1.1.1.1— Les différentes éditions

La production théâtrale de Pierre Corneille s'étend de 1629 avec l'année de création de Mélite à 1674 avec celle de Suréna. À l'intérieur de cette période la datation des pièces, en ce qui concerne leur création, n’est pas toujours certaine et peut varier en fonction de l'avancement des recherches. Georges Couton propose, pour certaines pièces lorsque cela est possible, des années précises de création, mais préfère utiliser, notamment en ce qui concerne la période qui nous intéresse entre 1629 et 1652 une datation en saison théâtrale et non en année civile 420 . Même ainsi reste-t-il des incertitudes pour certaines pièces qui précèdent Le Cid : Clitandre, La Veuve, La Galerie du Palais, La Suivante et La Place royale.

Données brutes |

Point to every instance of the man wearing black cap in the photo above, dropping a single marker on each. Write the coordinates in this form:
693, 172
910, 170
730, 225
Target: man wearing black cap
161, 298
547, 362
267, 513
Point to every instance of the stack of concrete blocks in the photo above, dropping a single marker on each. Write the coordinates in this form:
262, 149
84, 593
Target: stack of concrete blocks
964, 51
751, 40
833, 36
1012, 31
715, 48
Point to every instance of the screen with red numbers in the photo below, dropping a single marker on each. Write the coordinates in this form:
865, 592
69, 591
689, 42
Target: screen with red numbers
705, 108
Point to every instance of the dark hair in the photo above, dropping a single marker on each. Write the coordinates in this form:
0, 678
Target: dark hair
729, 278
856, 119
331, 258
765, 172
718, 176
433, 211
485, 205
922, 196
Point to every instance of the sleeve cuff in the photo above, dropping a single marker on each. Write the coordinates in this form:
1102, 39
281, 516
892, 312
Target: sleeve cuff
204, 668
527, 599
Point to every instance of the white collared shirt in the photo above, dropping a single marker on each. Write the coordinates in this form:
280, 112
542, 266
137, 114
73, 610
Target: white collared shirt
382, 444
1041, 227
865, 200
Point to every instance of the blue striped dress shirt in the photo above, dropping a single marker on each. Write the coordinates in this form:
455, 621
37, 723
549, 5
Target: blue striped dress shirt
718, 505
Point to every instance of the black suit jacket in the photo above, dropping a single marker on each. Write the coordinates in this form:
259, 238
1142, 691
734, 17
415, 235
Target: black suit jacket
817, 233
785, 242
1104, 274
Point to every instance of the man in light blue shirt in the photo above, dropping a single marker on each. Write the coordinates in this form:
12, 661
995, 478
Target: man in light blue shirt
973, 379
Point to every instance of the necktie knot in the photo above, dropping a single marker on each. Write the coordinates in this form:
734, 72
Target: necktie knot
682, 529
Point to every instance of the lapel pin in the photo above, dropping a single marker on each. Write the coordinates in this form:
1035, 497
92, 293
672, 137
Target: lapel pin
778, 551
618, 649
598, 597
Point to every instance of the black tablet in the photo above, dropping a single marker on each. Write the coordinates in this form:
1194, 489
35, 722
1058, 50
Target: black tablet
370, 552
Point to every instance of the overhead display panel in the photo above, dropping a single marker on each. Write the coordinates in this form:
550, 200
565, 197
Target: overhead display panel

Énoncé du problème |
Recopiez intégralement l'extrait sur la datation des pièces de Corneille, sans en modifier un seul caractère.

La réponse |
1.1.1.1— Les différentes éditions

La production théâtrale de Pierre Corneille s'étend de 1629 avec l'année de création de Mélite à 1674 avec celle de Suréna. À l'intérieur de cette période la datation des pièces, en ce qui concerne leur création, n’est pas toujours certaine et peut varier en fonction de l'avancement des recherches. Georges Couton propose, pour certaines pièces lorsque cela est possible, des années précises de création, mais préfère utiliser, notamment en ce qui concerne la période qui nous intéresse entre 1629 et 1652 une datation en saison théâtrale et non en année civile 420 . Même ainsi reste-t-il des incertitudes pour certaines pièces qui précèdent Le Cid : Clitandre, La Veuve, La Galerie du Palais, La Suivante et La Place royale.